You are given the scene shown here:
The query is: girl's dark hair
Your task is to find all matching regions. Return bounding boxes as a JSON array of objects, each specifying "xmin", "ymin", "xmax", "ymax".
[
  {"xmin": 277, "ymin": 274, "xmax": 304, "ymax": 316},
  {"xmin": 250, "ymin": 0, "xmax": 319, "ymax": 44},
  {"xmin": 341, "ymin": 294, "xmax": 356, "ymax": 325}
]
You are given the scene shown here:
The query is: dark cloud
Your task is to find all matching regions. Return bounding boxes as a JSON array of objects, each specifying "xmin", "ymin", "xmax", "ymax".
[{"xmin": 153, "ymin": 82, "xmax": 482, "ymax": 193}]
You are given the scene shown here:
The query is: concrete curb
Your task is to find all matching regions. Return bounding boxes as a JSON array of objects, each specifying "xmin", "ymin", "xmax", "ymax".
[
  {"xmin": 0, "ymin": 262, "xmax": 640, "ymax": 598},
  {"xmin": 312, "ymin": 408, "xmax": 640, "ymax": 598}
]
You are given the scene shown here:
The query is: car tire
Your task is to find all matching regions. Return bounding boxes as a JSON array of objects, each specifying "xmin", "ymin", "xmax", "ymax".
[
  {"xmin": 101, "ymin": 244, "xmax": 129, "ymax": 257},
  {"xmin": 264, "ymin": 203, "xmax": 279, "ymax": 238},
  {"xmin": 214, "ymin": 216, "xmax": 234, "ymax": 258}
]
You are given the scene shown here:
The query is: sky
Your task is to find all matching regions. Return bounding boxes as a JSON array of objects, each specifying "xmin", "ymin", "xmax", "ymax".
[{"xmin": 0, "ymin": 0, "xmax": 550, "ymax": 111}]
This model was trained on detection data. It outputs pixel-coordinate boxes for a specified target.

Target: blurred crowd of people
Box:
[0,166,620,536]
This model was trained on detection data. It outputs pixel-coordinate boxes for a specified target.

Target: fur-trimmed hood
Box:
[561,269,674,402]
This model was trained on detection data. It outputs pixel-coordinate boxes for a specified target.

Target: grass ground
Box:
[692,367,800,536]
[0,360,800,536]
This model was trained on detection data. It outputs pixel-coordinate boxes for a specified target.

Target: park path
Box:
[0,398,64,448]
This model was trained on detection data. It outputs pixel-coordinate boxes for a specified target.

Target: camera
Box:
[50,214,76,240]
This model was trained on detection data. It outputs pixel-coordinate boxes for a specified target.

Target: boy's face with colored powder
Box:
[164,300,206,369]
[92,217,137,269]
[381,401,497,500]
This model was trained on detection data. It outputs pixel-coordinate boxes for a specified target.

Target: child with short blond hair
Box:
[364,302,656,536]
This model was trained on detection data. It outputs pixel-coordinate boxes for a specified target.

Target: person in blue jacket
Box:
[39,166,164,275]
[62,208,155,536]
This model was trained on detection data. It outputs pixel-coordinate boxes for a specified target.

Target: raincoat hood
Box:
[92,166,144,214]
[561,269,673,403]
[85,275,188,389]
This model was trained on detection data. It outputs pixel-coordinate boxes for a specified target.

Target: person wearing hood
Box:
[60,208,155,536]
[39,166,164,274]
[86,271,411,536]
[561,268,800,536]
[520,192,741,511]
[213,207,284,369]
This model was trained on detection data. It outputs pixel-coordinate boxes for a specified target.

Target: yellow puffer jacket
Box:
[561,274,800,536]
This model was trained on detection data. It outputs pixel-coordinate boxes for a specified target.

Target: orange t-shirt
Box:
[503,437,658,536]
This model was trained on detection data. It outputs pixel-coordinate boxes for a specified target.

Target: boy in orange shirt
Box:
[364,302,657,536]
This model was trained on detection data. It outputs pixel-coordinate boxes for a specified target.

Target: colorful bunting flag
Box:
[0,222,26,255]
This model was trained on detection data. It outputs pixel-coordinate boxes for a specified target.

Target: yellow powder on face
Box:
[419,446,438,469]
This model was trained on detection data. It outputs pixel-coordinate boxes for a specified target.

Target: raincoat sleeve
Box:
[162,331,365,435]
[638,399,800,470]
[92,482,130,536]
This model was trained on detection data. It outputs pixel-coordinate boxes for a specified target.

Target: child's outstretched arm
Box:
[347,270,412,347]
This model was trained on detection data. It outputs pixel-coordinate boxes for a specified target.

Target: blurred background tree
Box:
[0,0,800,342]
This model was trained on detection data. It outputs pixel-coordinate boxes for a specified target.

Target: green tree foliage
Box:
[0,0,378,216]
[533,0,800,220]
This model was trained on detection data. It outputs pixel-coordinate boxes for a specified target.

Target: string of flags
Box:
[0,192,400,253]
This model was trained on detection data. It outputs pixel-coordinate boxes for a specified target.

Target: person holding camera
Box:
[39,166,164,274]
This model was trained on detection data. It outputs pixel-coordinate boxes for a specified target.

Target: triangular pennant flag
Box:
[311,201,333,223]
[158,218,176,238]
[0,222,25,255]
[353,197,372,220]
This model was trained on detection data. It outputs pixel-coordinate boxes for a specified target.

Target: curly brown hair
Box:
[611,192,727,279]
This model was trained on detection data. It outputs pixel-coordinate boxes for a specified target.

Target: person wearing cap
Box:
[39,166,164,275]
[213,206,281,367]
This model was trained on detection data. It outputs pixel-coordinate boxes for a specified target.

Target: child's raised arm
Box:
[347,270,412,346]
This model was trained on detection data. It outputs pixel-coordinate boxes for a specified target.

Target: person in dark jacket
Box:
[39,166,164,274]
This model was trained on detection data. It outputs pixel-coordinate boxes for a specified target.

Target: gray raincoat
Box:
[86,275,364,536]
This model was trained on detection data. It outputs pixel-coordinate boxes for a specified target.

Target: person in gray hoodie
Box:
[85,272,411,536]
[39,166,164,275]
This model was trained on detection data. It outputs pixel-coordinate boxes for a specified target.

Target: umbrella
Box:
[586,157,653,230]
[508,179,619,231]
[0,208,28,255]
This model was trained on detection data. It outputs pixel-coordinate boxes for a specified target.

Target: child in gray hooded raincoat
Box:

----

WHAT NEEDS TO BE DONE:
Rewrite the listing above from its first line through the line containing "[50,214,76,240]", inclusive, keeping every request line. Multiply each bounding-box coordinate in the answers by 1.85 and round to whole numbers with halves going up, but leave every number in the requests and their format samples unchanged.

SOLUTION FOR THIS TASK:
You are given the scene shown here:
The query is: girl's dark hair
Your task is to find all matching regions. Return bounding boxes as a JSON array of objects, each specifying "xmin", "ymin", "xmax", "ymax".
[
  {"xmin": 512, "ymin": 507, "xmax": 562, "ymax": 585},
  {"xmin": 463, "ymin": 0, "xmax": 590, "ymax": 81},
  {"xmin": 631, "ymin": 544, "xmax": 659, "ymax": 601}
]
You are given the scene shown here:
The query is: dark cloud
Your task is to find all matching regions. Return bounding boxes as a JSON array of objects, each specifying "xmin", "ymin", "xmax", "ymax".
[{"xmin": 283, "ymin": 152, "xmax": 892, "ymax": 357}]
You are given the scene shown here:
The query is: concrete curb
Your task is to find all matching regions. Return bounding boxes as a JSON array of objects, each specifying "xmin", "ymin", "xmax", "ymax".
[
  {"xmin": 0, "ymin": 485, "xmax": 1184, "ymax": 1106},
  {"xmin": 577, "ymin": 755, "xmax": 1184, "ymax": 1106}
]
You are given the scene shown here:
The query is: car tire
Your task is to find all matching regions. Return bounding boxes as a JSON array of objects, each specifying "xmin", "ymin", "xmax", "ymax".
[
  {"xmin": 187, "ymin": 451, "xmax": 239, "ymax": 475},
  {"xmin": 488, "ymin": 376, "xmax": 516, "ymax": 440},
  {"xmin": 396, "ymin": 400, "xmax": 433, "ymax": 477}
]
You are given the scene shown here:
The query is: sky
Your task is to find all matching regions. Return bounding boxes as a JSON array of objects, each specifying "xmin", "ymin", "xmax", "ymax".
[{"xmin": 0, "ymin": 0, "xmax": 1018, "ymax": 205}]
This model was trained on detection data. It outputs pixel-coordinate boxes for a specified target.

Target: blurred crowd of people
Box:
[0,307,1147,992]
This model was trained on detection data. It outputs pixel-coordinate boxes for a specified target.

Target: fur-trimmed hood
Box:
[1038,498,1247,744]
This model was trained on detection data. It outputs pixel-coordinate boxes for a specified target.

Target: grass ground
Box:
[1280,679,1480,992]
[0,666,1480,992]
This model was trained on detection data. It outputs pixel-coordinate boxes for a specified target.

Target: park path
Box:
[0,736,118,829]
This model was trained on detection data. It outputs pixel-coordinate boxes for a specified target.

Target: camera
Box:
[93,396,141,444]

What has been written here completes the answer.